### Provided data
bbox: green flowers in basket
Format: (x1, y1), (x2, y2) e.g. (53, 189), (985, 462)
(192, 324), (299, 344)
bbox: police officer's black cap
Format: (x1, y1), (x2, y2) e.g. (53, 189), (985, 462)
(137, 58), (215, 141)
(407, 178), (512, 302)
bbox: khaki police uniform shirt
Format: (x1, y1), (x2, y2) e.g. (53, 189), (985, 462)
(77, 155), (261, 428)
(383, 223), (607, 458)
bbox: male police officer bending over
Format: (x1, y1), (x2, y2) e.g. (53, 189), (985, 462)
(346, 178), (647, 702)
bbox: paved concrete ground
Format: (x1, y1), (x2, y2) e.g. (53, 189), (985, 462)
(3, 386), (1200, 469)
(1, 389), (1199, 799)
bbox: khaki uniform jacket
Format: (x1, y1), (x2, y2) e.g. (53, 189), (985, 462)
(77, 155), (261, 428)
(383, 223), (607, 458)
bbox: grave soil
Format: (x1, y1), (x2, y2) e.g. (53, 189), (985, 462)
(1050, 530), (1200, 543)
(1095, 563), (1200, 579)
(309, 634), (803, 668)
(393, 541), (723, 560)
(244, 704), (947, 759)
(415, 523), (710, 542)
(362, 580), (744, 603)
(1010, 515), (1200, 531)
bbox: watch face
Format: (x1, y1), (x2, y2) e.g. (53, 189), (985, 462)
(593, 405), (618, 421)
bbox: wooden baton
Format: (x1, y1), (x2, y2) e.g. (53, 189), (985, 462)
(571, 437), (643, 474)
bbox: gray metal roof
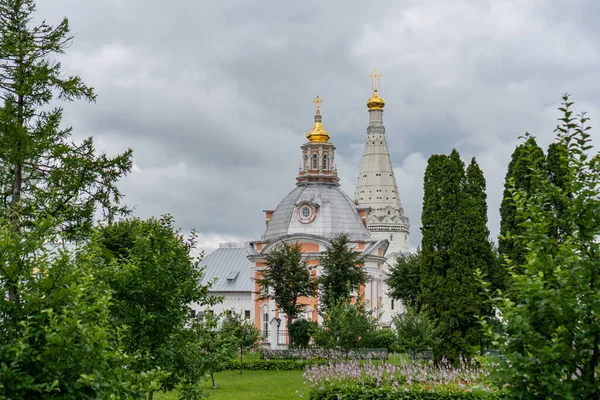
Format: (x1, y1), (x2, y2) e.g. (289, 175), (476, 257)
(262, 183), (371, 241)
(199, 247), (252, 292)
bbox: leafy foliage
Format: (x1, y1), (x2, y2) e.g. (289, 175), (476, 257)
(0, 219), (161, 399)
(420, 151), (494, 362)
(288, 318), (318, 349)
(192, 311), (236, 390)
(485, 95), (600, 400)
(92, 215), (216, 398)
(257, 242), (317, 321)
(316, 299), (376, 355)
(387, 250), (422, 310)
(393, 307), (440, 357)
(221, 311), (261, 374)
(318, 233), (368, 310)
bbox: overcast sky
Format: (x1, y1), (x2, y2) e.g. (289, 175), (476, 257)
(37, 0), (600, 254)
######
### Provided data
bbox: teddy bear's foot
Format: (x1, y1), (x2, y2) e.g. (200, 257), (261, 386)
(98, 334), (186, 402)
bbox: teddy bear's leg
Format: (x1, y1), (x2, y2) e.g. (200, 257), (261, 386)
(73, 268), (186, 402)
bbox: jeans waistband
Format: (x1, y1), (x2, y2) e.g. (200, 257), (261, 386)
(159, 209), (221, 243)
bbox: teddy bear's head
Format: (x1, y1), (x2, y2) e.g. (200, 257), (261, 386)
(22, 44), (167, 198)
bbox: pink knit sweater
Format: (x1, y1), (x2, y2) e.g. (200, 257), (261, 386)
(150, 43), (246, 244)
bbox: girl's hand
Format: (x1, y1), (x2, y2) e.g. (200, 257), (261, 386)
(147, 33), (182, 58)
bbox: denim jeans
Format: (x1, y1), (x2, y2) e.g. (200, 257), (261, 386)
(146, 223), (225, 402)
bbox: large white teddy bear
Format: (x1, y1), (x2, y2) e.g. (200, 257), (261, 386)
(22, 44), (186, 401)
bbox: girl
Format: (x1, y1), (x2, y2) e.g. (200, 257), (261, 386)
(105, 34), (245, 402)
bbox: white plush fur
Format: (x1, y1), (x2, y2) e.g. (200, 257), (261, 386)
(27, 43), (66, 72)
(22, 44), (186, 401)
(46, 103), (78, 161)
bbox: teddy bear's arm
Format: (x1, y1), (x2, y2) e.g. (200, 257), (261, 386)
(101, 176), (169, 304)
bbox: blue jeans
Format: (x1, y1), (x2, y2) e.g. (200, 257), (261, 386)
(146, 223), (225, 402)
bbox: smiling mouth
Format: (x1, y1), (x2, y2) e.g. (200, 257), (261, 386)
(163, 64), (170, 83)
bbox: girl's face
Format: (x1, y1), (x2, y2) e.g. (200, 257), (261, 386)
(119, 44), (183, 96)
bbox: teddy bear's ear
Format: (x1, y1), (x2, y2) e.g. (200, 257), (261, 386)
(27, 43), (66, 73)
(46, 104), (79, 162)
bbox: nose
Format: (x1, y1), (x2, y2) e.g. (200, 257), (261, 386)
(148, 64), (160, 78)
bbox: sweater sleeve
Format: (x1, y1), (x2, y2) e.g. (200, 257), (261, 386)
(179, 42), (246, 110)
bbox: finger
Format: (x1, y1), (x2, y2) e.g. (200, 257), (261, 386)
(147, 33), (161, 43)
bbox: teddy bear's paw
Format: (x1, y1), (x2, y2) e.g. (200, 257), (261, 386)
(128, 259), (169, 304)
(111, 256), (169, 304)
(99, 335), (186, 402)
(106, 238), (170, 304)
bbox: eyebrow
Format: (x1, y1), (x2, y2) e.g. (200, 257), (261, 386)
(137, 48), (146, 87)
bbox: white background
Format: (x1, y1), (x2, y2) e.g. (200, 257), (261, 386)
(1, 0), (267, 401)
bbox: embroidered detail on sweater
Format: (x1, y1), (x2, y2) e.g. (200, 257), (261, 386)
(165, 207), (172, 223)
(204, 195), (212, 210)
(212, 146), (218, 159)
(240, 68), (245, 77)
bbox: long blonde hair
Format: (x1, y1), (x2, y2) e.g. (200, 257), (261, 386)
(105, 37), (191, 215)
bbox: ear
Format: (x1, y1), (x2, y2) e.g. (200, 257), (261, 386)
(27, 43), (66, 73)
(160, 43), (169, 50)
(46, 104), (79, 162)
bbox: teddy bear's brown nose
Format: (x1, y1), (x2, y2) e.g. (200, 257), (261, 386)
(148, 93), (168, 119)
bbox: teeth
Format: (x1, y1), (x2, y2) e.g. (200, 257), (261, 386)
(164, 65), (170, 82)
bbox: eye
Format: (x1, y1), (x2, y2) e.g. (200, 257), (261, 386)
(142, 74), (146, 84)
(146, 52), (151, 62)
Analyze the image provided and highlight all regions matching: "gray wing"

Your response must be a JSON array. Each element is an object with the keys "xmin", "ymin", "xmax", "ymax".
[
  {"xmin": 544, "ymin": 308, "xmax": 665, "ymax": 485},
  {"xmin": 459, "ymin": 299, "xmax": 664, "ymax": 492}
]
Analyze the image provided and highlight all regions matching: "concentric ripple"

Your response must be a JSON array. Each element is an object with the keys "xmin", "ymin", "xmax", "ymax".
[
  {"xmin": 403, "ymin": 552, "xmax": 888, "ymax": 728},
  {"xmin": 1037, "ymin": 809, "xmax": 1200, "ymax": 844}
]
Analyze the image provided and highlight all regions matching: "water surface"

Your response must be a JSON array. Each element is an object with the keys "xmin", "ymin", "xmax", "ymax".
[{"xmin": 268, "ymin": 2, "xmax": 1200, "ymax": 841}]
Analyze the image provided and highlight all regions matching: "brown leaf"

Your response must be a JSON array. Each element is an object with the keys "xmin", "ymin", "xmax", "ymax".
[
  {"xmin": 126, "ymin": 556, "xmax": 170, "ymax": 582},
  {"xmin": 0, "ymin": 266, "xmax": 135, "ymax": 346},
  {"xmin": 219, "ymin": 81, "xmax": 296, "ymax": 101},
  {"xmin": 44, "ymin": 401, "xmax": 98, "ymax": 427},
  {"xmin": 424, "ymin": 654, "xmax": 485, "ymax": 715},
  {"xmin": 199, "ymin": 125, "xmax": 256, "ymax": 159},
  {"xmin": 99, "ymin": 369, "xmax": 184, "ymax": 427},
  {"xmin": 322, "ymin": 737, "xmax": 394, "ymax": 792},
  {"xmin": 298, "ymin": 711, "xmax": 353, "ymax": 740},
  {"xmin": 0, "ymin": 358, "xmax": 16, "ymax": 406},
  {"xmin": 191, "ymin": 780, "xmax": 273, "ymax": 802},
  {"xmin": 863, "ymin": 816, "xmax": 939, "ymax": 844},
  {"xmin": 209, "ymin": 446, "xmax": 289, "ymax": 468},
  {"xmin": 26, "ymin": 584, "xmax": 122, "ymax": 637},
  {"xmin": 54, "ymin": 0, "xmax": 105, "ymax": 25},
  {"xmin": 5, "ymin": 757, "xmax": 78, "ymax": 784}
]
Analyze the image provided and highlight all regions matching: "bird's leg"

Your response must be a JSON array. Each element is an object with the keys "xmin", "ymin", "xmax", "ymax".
######
## What the exercise asks
Would you print exactly, and only, the lines of the data above from the line with "bbox: khaki uniform jacket" through the line with "bbox: gray metal roof", inclusive?

## Written solution
bbox: khaki uniform jacket
Format: (x1, y1), (x2, y2) e.g. (53, 189), (985, 462)
(77, 155), (261, 428)
(383, 223), (607, 458)
bbox: grave soil
Format: (x1, y1), (x2, y2) e.g. (53, 189), (985, 462)
(1050, 530), (1200, 543)
(1095, 563), (1200, 579)
(309, 634), (803, 668)
(393, 541), (723, 560)
(244, 704), (947, 759)
(415, 523), (710, 542)
(362, 580), (744, 603)
(1010, 515), (1200, 531)
bbox: watch face
Format: (x1, y1), (x2, y2) e.g. (53, 189), (985, 462)
(593, 405), (618, 421)
bbox: wooden baton
Format: (x1, y1), (x2, y2) e.g. (53, 189), (985, 462)
(571, 437), (643, 474)
bbox: gray metal roof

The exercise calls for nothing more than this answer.